--- EXTRAIT CITÉ ---
Frigyes Karinthy : "Mon
journal"
Panorama
Ça vient, ça s’approche, aucune digue ne
pourrait l’arrêter.
Dans les paroles pressées des hommes
d’affaires ou des journalistes au retour de Hollywood ou de Berlin, vibre déjà
une inquiétude fébrile. C’est dans l’air, ça s’approche.
Pour le moment il ne s’agit que du film
parlant, du chambardement que la nouvelle technique a provoqué dans cette
industrie deux fois décennale. Des palais de cinéma s’écroulent en craquant, on
reconstruit fiévreusement des usines mondiales. Berlin, Londres, New-York
déménagent à la hâte, des câbles vont et viennent, on casse les grands contrats
du passé, de nouveaux noms surgissent. Certains ont déjà entendu le nouveau film et regardent en face un avenir vertigineux :
mon ami, s’en est fini du théâtre, du cinéma, c’en est fini de tout dans sa
forme actuelle. S’ouvre une ère nouvelle.
Pourtant derrière le cinéma parlant, qui
n’est après tout qu’un simple additif, la fusion de deux opportunités bien
connues et exploitées en une troisième – derrière le talkie, gazouillis en anglais, se cache, d’après des experts
sérieux, un nouveau chambardement bien plus révolutionnaire que la radio.
L’usine radiophonique parfaitement
accomplie dans sa gloire, l’Oreille universelle, avait tout de même ôté les
frontières dans le temps et dans l’espace d’une certaine catégorie modeste des
phénomènes perceptibles, le royaume des Sons.
L’univers sourd et muet n’était pas
suffisamment différent du monde réel pour transformer de manière sensible notre
perception lorsque des milliards de gorges se sont mises à parler voilà
quelques années.
Mais cette fois il s’agit d’éclairer le
monde aveugle et obscur.
Après l’Oreille universelle s’ouvre l’Œil
universel.
Les experts prétendent que la transmission
de l’image mouvante parfaite sur les ondes radio est résolue – ce n’est plus
très long, plus qu’une question de temps pour que notre appareil de prise de
son, notre lampe magique d’Aladin, soit complétée du miroir magique de Tanagra,
une petite plaque de verre. Sur cette plaque, si je donne deux tours, apparaît Eastern-Square, sous le soleil de midi, avec mon beau-frère
au milieu en train de traverser la chaussée – si je donne trois tours apparaît
à volonté le Pôle Sud, quatre tours c’est le Sahara, des tours supplémentaires,
la réception de Lady Windermere ou éventuellement une exécution à la chaise
électrique à Sing-Sing.
---
• **CONSIGNE 1**: D'après l'extrait, qu'apparaît-il sur la plaque de verre lorsqu'on donne quatre tours ?
L'extrait et les rangées n'ont aucun lien entre eux.
--- DONNÉES DE LA TÂCHE ---
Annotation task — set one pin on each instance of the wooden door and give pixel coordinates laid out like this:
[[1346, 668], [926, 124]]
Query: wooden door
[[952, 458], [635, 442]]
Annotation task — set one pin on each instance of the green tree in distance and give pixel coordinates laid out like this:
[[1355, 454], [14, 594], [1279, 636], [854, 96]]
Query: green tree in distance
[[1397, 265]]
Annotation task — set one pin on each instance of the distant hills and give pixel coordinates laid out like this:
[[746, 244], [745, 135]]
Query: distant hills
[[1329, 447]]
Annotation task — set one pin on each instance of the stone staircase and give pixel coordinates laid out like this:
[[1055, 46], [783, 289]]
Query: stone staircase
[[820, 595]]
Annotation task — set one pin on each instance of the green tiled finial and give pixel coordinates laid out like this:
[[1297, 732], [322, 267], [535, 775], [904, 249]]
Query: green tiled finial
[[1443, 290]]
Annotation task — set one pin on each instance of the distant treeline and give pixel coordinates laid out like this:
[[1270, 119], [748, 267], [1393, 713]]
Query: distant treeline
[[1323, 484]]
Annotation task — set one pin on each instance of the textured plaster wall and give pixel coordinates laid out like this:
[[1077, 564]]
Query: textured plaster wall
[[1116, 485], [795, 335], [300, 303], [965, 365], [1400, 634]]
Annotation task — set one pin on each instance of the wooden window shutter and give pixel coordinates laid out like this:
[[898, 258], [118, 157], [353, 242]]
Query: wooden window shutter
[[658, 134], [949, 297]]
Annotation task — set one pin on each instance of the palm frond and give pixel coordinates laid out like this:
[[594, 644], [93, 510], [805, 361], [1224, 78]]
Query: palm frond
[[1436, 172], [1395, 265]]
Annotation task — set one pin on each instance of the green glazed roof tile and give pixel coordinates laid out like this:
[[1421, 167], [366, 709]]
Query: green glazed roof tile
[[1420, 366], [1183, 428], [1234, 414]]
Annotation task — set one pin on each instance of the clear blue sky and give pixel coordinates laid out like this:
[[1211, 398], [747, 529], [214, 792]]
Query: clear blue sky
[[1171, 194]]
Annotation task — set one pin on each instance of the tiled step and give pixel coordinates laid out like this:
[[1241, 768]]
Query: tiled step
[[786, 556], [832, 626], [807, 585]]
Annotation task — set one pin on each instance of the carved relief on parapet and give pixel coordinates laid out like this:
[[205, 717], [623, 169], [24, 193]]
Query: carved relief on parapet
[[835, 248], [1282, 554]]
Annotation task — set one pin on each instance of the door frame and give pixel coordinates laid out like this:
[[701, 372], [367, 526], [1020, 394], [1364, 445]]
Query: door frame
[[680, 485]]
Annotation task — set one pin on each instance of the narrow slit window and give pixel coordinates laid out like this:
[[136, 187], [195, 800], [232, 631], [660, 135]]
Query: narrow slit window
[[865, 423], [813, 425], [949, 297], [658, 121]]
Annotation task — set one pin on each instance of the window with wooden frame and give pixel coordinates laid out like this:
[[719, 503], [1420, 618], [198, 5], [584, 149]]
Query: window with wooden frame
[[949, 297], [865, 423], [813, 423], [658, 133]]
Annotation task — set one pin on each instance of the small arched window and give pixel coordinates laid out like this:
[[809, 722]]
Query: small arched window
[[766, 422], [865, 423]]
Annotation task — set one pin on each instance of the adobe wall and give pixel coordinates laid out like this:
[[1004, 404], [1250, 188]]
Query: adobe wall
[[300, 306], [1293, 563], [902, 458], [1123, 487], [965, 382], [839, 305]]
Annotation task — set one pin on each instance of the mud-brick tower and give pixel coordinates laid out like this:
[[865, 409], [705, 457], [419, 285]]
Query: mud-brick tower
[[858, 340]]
---
• **CONSIGNE 2**: Compte les lignes des rangées qui contiennent le mot « parapet » et donne uniquement ce nombre.

• **RÉPONSE COMPLÈTE 1**: Le Sahara.

• **RÉPONSE COMPLÈTE 2**: 2